◆ **Problem details**: Gather every line of the material below that contains the word "white".
■ ■ ■ ■ ■ ■ ■
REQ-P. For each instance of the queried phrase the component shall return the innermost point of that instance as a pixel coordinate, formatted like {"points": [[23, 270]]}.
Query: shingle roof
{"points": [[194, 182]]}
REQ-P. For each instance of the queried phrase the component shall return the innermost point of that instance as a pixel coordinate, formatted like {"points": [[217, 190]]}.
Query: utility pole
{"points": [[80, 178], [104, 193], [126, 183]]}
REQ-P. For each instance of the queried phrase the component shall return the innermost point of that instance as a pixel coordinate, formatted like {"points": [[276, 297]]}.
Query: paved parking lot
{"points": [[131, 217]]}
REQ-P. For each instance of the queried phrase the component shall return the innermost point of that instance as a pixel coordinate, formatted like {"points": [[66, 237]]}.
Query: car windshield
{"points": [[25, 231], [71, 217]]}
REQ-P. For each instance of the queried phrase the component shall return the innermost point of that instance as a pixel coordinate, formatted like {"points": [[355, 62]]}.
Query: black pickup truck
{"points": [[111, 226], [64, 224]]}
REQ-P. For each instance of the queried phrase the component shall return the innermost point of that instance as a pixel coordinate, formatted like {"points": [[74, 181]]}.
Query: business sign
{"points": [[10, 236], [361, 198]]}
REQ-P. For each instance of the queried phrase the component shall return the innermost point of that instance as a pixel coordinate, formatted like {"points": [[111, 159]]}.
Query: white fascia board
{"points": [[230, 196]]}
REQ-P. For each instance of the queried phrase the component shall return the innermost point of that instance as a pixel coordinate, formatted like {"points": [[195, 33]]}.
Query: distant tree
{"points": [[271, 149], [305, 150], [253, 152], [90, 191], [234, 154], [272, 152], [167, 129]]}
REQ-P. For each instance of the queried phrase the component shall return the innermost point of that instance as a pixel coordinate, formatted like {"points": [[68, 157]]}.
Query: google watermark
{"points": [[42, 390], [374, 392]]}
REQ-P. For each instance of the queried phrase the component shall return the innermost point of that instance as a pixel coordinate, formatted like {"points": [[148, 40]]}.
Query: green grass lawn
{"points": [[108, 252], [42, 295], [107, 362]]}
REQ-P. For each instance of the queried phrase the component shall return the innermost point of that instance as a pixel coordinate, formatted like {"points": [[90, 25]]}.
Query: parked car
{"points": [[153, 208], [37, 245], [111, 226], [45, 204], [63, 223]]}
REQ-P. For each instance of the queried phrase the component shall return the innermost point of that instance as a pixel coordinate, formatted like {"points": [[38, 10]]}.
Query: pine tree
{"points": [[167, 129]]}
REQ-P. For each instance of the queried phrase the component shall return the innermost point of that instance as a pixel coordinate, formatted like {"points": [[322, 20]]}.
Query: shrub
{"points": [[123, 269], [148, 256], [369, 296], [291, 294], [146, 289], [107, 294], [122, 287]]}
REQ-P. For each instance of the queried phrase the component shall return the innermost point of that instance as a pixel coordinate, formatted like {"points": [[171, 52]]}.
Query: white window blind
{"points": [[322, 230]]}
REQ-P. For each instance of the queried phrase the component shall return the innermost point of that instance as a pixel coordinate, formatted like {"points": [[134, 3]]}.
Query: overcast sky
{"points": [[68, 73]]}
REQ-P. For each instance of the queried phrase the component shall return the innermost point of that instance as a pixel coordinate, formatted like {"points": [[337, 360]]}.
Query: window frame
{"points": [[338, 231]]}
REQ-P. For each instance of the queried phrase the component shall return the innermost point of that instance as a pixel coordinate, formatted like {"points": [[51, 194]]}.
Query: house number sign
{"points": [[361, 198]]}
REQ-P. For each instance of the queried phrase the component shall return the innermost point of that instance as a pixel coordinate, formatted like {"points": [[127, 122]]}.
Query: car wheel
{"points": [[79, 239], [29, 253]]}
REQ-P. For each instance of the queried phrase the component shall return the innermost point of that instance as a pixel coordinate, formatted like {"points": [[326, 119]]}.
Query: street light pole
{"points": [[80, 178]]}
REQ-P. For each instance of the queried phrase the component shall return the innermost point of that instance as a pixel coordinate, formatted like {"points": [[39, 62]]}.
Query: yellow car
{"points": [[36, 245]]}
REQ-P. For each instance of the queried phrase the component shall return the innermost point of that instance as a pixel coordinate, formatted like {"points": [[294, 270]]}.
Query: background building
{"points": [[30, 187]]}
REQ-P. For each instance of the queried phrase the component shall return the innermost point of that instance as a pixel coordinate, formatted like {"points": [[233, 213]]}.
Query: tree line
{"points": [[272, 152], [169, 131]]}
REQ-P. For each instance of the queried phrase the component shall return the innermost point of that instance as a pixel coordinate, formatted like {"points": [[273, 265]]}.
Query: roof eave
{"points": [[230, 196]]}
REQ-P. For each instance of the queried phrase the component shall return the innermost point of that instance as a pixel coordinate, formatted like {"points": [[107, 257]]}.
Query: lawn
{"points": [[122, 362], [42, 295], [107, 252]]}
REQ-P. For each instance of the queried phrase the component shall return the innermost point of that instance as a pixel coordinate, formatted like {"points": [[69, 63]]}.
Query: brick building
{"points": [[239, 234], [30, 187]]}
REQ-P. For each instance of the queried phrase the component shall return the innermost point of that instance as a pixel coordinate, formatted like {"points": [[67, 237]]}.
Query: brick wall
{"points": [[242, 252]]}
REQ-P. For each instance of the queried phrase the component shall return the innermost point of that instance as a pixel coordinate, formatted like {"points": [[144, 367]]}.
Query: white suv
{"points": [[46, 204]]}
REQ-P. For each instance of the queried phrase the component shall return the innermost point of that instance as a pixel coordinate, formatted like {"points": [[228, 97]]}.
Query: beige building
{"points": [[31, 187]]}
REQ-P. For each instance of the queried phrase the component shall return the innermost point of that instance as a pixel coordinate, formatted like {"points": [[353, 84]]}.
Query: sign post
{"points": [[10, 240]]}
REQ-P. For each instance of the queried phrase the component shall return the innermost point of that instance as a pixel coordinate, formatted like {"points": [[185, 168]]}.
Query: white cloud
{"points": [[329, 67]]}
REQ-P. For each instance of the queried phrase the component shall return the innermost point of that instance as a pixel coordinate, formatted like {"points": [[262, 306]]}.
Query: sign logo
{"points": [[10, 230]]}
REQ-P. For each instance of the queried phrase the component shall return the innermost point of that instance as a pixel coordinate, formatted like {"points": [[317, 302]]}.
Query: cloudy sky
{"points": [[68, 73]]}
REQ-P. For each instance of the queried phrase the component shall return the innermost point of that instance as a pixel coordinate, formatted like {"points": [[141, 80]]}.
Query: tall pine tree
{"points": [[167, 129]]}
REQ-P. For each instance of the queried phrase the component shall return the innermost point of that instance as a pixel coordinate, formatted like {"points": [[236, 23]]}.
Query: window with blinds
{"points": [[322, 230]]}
■ ■ ■ ■ ■ ■ ■
◆ **Full output**:
Query: white fascia board
Query: white window blind
Query: white suv
Query: white cloud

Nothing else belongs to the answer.